* BEGIN *

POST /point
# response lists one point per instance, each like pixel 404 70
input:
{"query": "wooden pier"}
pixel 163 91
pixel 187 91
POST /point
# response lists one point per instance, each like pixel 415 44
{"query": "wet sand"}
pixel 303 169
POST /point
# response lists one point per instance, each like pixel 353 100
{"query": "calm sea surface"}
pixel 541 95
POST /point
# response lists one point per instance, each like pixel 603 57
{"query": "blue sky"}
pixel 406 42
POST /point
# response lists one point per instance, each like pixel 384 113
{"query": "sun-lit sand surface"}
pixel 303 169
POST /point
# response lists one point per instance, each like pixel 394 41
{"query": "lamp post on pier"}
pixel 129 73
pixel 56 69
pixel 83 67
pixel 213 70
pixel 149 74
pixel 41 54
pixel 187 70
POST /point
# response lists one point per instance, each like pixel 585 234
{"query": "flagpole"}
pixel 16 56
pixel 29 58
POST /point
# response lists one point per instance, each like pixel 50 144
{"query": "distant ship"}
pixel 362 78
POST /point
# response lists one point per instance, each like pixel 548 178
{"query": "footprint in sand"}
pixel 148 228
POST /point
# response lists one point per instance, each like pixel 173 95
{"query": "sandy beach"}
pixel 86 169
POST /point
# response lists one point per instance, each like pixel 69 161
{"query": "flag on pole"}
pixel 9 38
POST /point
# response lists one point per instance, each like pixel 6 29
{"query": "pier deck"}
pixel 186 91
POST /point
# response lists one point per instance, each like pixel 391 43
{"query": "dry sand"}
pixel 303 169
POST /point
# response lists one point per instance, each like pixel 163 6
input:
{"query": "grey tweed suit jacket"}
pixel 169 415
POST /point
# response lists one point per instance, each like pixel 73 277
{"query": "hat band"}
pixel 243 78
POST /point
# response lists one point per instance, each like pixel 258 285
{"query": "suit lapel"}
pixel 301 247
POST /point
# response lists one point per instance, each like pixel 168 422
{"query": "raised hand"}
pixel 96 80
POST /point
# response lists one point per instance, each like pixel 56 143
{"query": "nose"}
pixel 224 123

* END *

> **Work required**
Produce an exact copy of the whole listing.

> **Answer below**
POST /point
# response lists one point per instance, each like pixel 404 70
input:
{"query": "wooden pier"}
pixel 163 91
pixel 187 91
POST /point
# response lists one point per instance, each like pixel 415 44
{"query": "wet sand"}
pixel 303 169
POST /point
# response lists one point per instance, each like pixel 353 100
{"query": "calm sea surface"}
pixel 541 95
POST /point
# response lists one point per instance, each like pixel 603 57
{"query": "blue sky"}
pixel 406 42
POST /point
# response lists one point per instance, each like pixel 384 113
{"query": "sun-lit sand surface"}
pixel 303 169
POST /point
# response lists one point per instance, each like pixel 394 41
{"query": "lamp post on pier"}
pixel 129 73
pixel 56 69
pixel 83 67
pixel 213 70
pixel 149 74
pixel 41 54
pixel 187 70
POST /point
# response lists one point per instance, each like pixel 585 234
{"query": "flagpole"}
pixel 16 56
pixel 29 58
POST /point
# response lists one point per instance, each like pixel 50 144
{"query": "distant ship"}
pixel 362 78
POST /point
# response lists one point per instance, each like pixel 548 178
{"query": "footprint in sand"}
pixel 148 228
POST /point
# response lists one point per instance, each like pixel 173 95
{"query": "sandy beach"}
pixel 86 169
POST /point
# response lists one point per instance, each like pixel 69 161
{"query": "flag on pole"}
pixel 9 38
POST /point
# response lists one point per instance, each like pixel 6 29
{"query": "pier deck"}
pixel 186 91
POST /point
# response lists one point per instance, each like pixel 391 43
{"query": "dry sand"}
pixel 303 169
POST /point
# response lists one point per instance, each like pixel 163 6
input:
{"query": "grey tweed suit jacket"}
pixel 169 415
POST /point
# response lists one point per instance, each like pixel 73 277
{"query": "hat band"}
pixel 243 78
POST /point
# response lists one point per instance, each like pixel 258 285
{"query": "suit lapel"}
pixel 301 247
POST /point
# response lists one point per instance, each like pixel 168 422
{"query": "raised hand"}
pixel 96 80
POST /point
# response lists one point per instance, each like pixel 56 143
{"query": "nose"}
pixel 224 123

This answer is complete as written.